ENTRIES PROVIDED:
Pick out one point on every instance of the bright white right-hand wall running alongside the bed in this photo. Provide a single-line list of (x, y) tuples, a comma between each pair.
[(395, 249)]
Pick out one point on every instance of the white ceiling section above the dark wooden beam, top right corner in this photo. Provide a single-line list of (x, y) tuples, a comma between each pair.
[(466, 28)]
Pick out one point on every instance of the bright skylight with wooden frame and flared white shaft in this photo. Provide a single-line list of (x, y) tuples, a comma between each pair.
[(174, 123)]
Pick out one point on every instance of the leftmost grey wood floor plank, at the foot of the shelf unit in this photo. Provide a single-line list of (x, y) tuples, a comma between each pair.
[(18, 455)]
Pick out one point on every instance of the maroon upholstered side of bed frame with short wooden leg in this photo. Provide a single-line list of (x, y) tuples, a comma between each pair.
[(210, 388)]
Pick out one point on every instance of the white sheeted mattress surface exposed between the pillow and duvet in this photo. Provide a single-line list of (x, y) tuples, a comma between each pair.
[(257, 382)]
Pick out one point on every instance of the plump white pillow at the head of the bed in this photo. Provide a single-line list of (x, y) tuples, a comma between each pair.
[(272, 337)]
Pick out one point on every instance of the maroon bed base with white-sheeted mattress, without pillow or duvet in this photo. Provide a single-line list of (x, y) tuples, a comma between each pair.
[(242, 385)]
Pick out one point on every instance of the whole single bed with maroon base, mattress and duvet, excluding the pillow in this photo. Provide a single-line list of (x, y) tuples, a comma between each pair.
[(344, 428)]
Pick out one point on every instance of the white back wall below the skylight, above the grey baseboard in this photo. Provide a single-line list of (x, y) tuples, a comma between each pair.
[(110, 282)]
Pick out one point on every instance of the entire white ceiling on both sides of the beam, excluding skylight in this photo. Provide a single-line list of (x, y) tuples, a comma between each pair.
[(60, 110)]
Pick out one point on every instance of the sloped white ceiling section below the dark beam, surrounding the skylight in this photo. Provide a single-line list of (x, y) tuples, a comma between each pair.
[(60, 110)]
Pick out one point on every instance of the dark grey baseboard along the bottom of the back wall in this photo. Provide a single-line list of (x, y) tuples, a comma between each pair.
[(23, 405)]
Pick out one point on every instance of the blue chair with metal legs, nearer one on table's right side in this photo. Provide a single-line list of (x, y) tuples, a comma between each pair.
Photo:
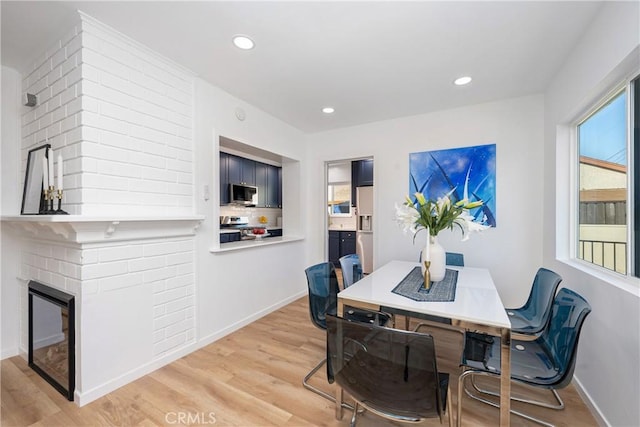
[(547, 362)]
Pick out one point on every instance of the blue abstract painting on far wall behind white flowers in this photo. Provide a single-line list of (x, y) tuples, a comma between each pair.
[(454, 172)]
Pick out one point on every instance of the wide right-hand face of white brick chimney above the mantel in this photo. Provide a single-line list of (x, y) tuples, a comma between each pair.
[(137, 143)]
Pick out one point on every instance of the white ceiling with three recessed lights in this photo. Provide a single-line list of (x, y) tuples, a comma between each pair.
[(369, 60)]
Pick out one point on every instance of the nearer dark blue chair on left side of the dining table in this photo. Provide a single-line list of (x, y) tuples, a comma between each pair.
[(323, 288)]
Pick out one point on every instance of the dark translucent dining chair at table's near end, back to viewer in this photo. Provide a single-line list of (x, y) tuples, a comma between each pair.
[(389, 372)]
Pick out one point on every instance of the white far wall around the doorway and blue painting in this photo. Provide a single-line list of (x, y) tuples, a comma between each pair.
[(514, 125)]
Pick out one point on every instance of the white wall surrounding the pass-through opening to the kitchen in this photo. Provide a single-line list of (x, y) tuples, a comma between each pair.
[(234, 288)]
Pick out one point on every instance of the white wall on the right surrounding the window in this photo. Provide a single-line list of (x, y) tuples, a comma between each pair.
[(607, 367)]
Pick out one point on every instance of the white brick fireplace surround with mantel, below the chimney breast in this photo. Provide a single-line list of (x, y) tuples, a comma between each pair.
[(133, 280)]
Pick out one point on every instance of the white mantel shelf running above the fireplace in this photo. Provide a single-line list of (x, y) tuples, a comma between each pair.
[(92, 229)]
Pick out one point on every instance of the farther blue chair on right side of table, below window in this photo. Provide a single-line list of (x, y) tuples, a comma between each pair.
[(532, 318)]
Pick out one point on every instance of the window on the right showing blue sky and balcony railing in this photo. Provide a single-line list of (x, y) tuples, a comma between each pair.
[(606, 234)]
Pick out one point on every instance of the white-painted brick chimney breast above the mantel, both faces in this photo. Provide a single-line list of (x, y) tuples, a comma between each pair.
[(122, 116)]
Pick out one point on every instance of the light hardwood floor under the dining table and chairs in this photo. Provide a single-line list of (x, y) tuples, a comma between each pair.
[(249, 378)]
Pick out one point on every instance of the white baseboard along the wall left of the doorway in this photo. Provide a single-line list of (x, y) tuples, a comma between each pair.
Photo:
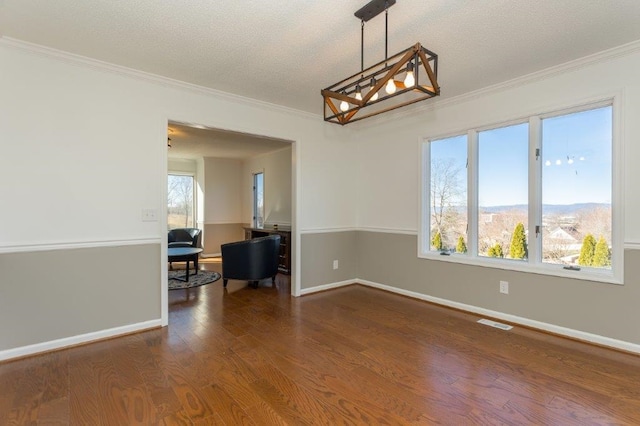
[(77, 340)]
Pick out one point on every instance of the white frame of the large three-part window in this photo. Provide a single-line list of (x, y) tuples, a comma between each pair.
[(534, 262)]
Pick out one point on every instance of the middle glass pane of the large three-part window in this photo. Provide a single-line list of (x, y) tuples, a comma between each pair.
[(503, 192)]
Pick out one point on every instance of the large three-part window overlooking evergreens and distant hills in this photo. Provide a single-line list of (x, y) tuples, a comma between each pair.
[(533, 195)]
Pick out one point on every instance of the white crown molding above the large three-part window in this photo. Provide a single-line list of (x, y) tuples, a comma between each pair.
[(603, 56)]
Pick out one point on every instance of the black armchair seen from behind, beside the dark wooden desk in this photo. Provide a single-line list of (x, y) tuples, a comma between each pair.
[(251, 260)]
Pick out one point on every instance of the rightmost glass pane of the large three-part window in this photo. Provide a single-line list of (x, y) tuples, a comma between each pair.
[(577, 188)]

PROBLEM DETAILS:
Reproduce exactly, and only, the part of the listing above that begins at the line with "Pick out one point on every instance of the maroon bed" and goes on through the line with "Pick out one point on every instance of the blue chair".

RESULT FOR THIS TASK:
Pick out one point on every instance of the maroon bed base with white-sheeted mattress, without pillow or duvet in this photo. Provide a single-line list of (x, y) tuples, a comma between each pair.
[(242, 385)]
Pick out one point on every instance of the whole single bed with maroon base, mattress and duvet, excluding the pillow in this photo. Provide a single-line list of (x, y) tuples, a comma between each pair.
[(344, 428)]
Pick out one point on every instance of the white back wall below the skylight, above the grey baseboard in this photo. Provide a single-line list of (x, y) tuples, a comma between each pair.
[(110, 282)]
Pick out one point on every instance of the entire white ceiling on both sides of the beam, excluding skylight in this photo. Provide a single-line list of (x, y) tuples, a comma between each pair.
[(60, 110)]
Pick out one point on every instance of the sloped white ceiling section below the dark beam, surrounding the skylight in this photo. Provide a single-line list of (x, y) tuples, a comma between each pair.
[(60, 110)]
Pick out one point on every instance of the dark grey baseboard along the bottom of the back wall in this photo. Provide a single-line list of (x, y) tuples, a comma between each pair.
[(23, 405)]
Pick out one point on every instance of the blue chair with metal legs, nearer one on table's right side in this photo. Provide a single-line list of (x, y) tuples, a comma between each pair.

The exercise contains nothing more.